=== SOURCE RECORDS ===

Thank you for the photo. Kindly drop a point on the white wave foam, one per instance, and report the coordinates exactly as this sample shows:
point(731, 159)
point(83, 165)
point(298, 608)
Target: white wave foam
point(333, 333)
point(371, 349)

===
=== SOURCE RECORDS ===

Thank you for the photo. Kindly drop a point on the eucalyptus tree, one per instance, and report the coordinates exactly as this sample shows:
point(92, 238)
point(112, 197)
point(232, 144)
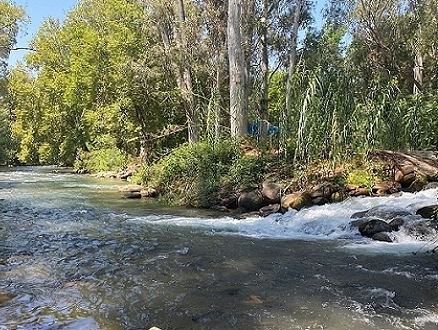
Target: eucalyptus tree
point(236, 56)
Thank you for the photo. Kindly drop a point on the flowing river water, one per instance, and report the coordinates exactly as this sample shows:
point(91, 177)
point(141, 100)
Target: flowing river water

===

*EXERCISE:*
Reproduce the entries from the line with "on the white" up to and including the line with "point(371, 349)", swapping "wave foam" for "sea foam" and leaving everything else unchanged.

*EXPECTED OUTPUT:*
Thank you for the photo. Kindly drop a point on the white sea foam, one per instance, and report the coordinates exactly as this sample shows:
point(731, 159)
point(83, 165)
point(298, 608)
Target: white sea foam
point(333, 333)
point(371, 349)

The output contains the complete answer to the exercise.